[ python-Bugs-960874 ] codecs.lookup can raise exceptions other than LookupError

Wed May 26 14:53:45 EDT 2004

Bugs item #960874, was opened at 2004-05-26 15:37
Message generated for change (Comment added) made by mwh
You can respond by visiting: 
https://sourceforge.net/tracker/?func=detail&atid=105470&aid=960874&group_id=5470

Category: Unicode
Group: None
Status: Open
Resolution: None
Priority: 5
Submitted By: John Ehresman (jpe)
Assigned to: M.-A. Lemburg (lemburg)
Summary: codecs.lookup can raise exceptions other than LookupError

Initial Comment:
codecs.lookup raises ValueError when given an empty 
string and UnicodeEncodeError when given a unicode 
object that can't be converted to a str in the default 
encoding.  I'd expect it to raise LookupError when 
passed any basestring instance.

For example:
Python 2.3.3 (#51, Dec 18 2003, 20:22:39) [MSC 
v.1200 32 bit (Intel)] on win32
Type "help", "copyright", "credits" or "license" for more 
information.
>>> import codecs
>>> codecs.lookup('')
Traceback (most recent call last):
  File "<stdin>", line 1, in ?
  File "c:\python23\lib\encodings\__init__.py", line 84, in 
search_function
    globals(), locals(), _import_tail)

TASK INSTRUCTIONS
[a] Extract the passage of the bug report above that starts with "Assigned to: M.-A." and goes on through "any basestring instance.".
[b] Extend the bug report on codecs.lookup above, beginning after its final line.

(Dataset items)
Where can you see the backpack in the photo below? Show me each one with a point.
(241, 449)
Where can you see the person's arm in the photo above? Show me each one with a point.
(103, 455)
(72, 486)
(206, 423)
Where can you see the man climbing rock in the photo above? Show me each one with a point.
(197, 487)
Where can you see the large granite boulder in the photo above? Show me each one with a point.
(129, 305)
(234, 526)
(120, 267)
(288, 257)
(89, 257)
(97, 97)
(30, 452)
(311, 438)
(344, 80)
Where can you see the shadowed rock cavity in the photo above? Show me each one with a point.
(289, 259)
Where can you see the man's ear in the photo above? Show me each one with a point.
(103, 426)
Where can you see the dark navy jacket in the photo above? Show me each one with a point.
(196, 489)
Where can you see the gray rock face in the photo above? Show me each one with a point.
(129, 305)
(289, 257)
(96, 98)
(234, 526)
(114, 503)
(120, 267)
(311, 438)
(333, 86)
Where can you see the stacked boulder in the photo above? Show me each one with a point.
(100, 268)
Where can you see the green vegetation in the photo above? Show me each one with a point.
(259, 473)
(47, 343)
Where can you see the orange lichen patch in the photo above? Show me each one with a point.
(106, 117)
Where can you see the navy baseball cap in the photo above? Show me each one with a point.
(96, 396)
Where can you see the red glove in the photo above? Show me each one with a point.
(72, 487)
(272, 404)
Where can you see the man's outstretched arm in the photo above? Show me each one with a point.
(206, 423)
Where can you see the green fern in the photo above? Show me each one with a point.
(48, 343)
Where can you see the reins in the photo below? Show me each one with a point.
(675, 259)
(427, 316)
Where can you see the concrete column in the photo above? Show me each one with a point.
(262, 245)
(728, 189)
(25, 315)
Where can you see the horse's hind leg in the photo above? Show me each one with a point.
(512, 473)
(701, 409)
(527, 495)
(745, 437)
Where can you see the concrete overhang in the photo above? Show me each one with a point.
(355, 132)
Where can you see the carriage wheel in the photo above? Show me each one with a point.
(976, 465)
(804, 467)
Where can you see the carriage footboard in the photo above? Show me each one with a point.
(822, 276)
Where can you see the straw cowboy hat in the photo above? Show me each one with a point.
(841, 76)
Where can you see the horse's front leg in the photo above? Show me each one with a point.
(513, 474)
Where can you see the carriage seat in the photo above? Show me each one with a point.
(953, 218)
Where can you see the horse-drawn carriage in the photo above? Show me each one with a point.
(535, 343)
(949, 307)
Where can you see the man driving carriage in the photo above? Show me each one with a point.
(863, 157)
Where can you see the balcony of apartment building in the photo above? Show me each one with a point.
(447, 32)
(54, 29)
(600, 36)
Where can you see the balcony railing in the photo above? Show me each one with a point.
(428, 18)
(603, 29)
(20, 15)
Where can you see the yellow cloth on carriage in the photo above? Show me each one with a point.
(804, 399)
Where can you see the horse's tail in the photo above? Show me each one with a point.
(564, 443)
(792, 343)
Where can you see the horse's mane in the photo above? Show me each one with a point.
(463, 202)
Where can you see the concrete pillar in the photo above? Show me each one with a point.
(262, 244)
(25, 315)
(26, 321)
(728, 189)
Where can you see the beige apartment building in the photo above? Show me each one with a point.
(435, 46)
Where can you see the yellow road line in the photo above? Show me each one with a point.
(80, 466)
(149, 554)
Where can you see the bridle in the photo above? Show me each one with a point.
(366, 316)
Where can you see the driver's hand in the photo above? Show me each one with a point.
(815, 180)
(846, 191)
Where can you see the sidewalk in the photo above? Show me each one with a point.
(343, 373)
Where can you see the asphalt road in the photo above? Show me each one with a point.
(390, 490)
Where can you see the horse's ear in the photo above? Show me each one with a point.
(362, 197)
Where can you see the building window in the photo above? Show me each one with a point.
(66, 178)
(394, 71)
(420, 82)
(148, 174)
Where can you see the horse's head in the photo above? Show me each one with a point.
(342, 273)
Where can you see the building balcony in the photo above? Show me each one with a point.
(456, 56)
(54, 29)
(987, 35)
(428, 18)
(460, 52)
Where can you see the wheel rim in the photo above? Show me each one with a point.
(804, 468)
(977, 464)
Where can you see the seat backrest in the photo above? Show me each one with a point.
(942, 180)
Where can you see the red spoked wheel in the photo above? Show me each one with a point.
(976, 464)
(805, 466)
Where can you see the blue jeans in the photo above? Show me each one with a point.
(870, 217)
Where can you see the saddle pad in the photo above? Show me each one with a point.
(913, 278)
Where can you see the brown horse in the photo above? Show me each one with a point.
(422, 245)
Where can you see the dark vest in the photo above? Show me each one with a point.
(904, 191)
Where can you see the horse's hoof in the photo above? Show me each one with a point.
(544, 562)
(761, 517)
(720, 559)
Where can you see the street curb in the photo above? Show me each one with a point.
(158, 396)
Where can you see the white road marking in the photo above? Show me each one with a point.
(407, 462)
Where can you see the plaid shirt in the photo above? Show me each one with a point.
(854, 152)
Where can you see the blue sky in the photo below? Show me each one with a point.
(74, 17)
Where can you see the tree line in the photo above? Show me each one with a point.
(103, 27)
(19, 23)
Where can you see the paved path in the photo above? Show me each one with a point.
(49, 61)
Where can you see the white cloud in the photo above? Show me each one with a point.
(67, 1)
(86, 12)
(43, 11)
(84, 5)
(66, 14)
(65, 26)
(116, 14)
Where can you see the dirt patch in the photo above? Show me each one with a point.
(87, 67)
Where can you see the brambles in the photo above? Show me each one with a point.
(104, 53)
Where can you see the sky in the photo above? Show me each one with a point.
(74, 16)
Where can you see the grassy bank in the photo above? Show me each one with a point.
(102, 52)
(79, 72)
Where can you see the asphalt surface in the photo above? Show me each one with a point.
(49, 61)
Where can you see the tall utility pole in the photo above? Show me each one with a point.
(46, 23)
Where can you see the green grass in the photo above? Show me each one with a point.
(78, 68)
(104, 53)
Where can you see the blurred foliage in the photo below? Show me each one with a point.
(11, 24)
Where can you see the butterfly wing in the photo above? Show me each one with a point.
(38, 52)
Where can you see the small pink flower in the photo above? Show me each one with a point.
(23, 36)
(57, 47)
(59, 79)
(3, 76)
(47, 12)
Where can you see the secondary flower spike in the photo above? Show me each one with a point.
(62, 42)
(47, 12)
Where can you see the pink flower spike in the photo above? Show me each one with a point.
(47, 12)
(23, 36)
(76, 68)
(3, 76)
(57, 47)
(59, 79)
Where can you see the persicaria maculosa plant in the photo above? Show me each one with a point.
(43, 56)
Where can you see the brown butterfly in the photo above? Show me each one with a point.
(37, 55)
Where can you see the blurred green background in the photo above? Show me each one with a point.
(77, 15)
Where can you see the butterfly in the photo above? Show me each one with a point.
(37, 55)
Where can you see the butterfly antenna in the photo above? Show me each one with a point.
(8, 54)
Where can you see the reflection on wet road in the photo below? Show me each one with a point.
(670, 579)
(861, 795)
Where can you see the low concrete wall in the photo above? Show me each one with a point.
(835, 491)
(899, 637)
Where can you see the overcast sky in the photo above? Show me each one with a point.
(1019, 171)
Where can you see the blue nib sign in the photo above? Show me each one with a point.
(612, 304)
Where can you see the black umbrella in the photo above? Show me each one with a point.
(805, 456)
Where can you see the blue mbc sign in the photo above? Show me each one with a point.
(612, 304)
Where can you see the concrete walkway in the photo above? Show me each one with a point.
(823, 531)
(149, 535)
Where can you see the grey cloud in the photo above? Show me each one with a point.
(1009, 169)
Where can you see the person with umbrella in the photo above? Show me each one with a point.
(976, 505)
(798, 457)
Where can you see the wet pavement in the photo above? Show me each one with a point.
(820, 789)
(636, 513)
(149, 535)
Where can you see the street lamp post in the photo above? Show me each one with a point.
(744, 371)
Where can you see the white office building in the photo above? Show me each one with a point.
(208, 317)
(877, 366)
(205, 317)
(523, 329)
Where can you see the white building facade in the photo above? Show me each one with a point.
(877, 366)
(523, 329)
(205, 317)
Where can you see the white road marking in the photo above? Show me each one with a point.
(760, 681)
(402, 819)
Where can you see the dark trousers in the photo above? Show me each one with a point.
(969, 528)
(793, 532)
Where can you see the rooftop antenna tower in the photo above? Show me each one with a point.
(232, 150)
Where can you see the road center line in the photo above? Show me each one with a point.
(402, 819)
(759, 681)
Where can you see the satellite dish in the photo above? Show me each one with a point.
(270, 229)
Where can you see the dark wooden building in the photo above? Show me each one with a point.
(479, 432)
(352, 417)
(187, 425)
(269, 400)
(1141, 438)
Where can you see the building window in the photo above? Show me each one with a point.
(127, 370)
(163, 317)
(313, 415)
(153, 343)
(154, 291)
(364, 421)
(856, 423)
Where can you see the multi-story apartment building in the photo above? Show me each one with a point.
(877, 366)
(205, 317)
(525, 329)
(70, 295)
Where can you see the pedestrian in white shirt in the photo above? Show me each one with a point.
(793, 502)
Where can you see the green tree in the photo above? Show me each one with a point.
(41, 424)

EXERCISE ANSWERS
[a]
Assigned to: M.-A. Lemburg (lemburg)
Summary: codecs.lookup can raise exceptions other than LookupError

Initial Comment:
codecs.lookup raises ValueError when given an empty 
string and UnicodeEncodeError when given a unicode 
object that can't be converted to a str in the default 
encoding.  I'd expect it to raise LookupError when 
passed any basestring instance.

[b]
ValueError: Empty module name
>>> codecs.lookup(u'\uabcd')
Traceback (most recent call last):
  File "<stdin>", line 1, in ?
UnicodeEncodeError: 'ascii' codec can't encode 
character u'\uabcd' in position 0: ordinal not in range
(128)
>>>

----------------------------------------------------------------------

>Comment By: Michael Hudson (mwh)
Date: 2004-05-26 19:53

Message:
Logged In: YES 
user_id=6656

Well, *I* don't think that's a particularly good idea.  I don't know if 
Marc-André feels differently.

----------------------------------------------------------------------

Comment By: John Ehresman (jpe)
Date: 2004-05-26 19:47

Message:
Logged In: YES 
user_id=22785

Yes, it does look like lookup('') is fixed in CVS.  So the 
question is whether lookup() of something that isn't 
convertable in the current encoding to a char* should raise a 
LookupError.  I can live with it not, though if it did, it would 
make it a bit easier to determine if an arbitrary unicode string 
is a name of a supported encoding.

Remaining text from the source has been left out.